■ **EXERCISE DESCRIPTION**:
Rewrite the lines of the records from the one containing "The function MUST provide one marker per instance of the silver" through the end of the records, inclusive, keeping every line. Rescale only the point coordinates in the answers by 0.4, round them to whole numbers with halves going up, and leave every other number unchanged.

■ **MATERIAL FOR THE TASK**:

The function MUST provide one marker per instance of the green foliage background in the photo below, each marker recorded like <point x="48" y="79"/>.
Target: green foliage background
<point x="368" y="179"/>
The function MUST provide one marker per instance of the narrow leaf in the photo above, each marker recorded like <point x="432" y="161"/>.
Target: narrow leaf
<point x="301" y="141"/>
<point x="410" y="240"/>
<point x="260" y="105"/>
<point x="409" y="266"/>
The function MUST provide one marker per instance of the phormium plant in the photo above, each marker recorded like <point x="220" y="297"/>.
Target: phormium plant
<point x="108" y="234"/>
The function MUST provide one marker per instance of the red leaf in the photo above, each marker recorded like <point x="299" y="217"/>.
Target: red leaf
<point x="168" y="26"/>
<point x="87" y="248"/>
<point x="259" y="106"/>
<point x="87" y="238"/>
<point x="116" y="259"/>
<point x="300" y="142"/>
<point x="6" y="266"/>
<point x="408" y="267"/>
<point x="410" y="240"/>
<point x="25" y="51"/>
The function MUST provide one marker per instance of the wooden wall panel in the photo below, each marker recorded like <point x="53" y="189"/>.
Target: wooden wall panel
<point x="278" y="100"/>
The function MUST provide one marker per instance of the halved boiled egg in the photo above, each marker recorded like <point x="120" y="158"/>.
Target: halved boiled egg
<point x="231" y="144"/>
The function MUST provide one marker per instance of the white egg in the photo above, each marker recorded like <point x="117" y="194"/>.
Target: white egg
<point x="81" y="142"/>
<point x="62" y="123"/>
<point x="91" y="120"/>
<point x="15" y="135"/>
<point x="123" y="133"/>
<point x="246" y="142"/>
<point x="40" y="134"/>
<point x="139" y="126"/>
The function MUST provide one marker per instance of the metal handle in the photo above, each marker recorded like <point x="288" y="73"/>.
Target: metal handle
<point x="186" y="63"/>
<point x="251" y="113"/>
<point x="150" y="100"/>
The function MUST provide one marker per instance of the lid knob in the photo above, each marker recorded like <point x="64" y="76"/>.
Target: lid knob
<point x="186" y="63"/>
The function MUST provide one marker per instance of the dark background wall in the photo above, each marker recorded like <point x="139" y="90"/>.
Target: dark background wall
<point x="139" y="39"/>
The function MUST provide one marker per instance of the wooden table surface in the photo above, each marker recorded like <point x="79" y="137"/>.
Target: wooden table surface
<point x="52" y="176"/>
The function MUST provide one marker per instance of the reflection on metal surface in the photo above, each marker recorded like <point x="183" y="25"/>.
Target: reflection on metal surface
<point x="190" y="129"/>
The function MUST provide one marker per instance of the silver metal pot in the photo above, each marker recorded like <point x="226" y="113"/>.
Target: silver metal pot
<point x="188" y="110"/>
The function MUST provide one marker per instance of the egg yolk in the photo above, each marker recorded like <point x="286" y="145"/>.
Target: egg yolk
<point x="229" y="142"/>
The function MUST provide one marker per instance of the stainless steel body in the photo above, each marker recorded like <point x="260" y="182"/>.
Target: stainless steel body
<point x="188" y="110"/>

■ **OUTPUT FOR THIS TASK**:
The function MUST provide one marker per instance of the silver metal pot in the photo above, each marker recorded like <point x="226" y="113"/>.
Target: silver metal pot
<point x="75" y="44"/>
The function MUST provide one marker per instance of the egg yolk in the photo above, each marker recorded like <point x="286" y="145"/>.
Target: egg yolk
<point x="92" y="57"/>
The function MUST provide one marker per instance of the stainless steel body in the photo above, each marker recorded like <point x="260" y="182"/>.
Target: stainless steel body
<point x="75" y="44"/>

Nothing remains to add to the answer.